▸ **Selected passage**
+-------+
Hypershift Cluster Hibernation

Summary

This document describes the possible design and implementation of a method to hibernate Hypershift (HCP or ROSA-Hosted) clusters.

Context

HCP clusters do not have a hibernation support yet
An active HCP cluster uses multiple cloud resources in backend
Cumulative cost of these cloud resource turns to be the cloud cost to host the HCP cluster
Top 2 cloud resources to contribute to the cluster cost are:
- EC2 instances
- EBS Volumes

Hibernation Design & Implementation

Find all the running EC2 instances for a given HCP cluster
The corresponding EC2 instances should be stopped (NOT terminated)
Find all the root EBS volumes attached to the stopped instances (not the additional volumes)
Delete the root EBS volumes
This would save the cost of EC2 instances and EBS volumes for the duration of hibernation
This design is implemented here:
- Hibernate Cluster Workflow
- Backend Implementation

Resume Design & Implementation

Find all the stopped EC2 instances for a given HCP cluster
The corresponding EC2 instances should be terminated
As soon as instances are terminated, cluster machine pools will automatically create the new EC2 instances along with new root EBS volumes
As soon as the instances are up and running, the cluster will be back to the active running state
This design is implemented here:
- Resume Cluster Workflow
- Backend Implementation
+-------+
▸ **Record set**

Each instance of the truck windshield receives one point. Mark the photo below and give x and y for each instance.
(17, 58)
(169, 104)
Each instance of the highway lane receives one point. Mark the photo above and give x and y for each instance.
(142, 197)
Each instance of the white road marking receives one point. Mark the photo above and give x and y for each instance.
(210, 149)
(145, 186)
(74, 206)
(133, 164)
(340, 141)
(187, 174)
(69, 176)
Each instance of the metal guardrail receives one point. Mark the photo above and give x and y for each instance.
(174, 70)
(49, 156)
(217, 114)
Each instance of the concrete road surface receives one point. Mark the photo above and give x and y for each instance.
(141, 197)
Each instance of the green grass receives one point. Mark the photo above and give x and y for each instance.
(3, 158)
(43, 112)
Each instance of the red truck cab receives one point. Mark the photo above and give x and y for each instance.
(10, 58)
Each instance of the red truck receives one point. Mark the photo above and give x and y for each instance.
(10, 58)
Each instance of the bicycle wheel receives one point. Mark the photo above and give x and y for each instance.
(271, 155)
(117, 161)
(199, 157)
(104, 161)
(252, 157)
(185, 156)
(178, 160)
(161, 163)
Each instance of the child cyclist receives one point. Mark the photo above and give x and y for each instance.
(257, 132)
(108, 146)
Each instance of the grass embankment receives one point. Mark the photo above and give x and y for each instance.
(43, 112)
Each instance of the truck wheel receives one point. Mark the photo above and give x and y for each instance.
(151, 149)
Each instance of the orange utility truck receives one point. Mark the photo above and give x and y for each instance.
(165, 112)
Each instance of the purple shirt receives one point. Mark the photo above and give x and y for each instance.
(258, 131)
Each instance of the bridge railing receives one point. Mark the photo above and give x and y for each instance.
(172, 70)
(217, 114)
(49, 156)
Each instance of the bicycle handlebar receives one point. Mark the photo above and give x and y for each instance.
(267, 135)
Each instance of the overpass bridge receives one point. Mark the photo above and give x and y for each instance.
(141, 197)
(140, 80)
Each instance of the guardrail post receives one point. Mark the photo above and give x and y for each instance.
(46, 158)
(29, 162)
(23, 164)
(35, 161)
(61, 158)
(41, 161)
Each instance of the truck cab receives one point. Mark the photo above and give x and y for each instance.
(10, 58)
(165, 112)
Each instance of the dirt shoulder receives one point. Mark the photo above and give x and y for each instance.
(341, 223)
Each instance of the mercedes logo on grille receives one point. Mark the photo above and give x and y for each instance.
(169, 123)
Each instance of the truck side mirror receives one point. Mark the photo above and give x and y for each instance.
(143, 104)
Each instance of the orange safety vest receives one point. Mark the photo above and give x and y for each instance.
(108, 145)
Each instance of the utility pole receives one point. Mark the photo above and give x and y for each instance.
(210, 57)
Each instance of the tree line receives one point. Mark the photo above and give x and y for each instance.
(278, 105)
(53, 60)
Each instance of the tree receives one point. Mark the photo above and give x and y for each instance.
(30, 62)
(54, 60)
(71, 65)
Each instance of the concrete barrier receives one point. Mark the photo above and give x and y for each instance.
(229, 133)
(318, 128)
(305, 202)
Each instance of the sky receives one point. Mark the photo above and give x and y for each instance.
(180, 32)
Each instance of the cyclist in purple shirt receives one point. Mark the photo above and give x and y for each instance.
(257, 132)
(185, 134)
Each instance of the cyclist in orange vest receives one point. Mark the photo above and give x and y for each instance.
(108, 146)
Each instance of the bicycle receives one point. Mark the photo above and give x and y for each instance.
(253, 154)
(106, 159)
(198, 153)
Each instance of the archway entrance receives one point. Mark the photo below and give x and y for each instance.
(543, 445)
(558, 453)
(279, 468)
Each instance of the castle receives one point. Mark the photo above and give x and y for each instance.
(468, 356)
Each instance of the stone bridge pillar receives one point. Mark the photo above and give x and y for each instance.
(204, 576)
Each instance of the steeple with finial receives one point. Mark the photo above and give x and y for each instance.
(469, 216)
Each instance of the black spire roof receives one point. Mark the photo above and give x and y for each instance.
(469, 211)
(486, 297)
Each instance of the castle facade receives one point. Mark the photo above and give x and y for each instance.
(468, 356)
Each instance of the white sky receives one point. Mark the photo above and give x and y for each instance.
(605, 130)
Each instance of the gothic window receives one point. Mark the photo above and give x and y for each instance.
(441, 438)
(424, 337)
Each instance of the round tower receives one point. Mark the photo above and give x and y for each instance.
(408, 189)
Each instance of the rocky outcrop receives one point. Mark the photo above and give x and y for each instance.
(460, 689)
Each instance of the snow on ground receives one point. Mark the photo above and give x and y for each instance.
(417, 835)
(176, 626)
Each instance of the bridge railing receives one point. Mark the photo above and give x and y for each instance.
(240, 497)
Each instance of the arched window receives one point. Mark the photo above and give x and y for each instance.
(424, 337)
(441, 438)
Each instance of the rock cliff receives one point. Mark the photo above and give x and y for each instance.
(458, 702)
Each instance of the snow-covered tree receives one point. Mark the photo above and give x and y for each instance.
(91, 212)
+-------+
▸ **Direction 1**
Under the resume steps of the hibernation design, what should be done to the stopped EC2 instances?
▸ **Direction 2**
Return the stretch of the hibernation design from "Hibernation Design &" through "stopped (NOT terminated)".
▸ **Direction 3**
List the steps that the hibernation design gives for hibernating a cluster, in order.
The rows come from a separate source unrelated to the hibernation design.

▸ **Full solution 1**
They should be terminated.

▸ **Full solution 2**
Hibernation Design & Implementation

Find all the running EC2 instances for a given HCP cluster
The corresponding EC2 instances should be stopped (NOT terminated)

▸ **Full solution 3**
- Find all the running EC2 instances for a given HCP cluster.
- Stop the corresponding EC2 instances (not terminate them).
- Find all the root EBS volumes attached to the stopped instances (not the additional volumes).
- Delete the root EBS volumes.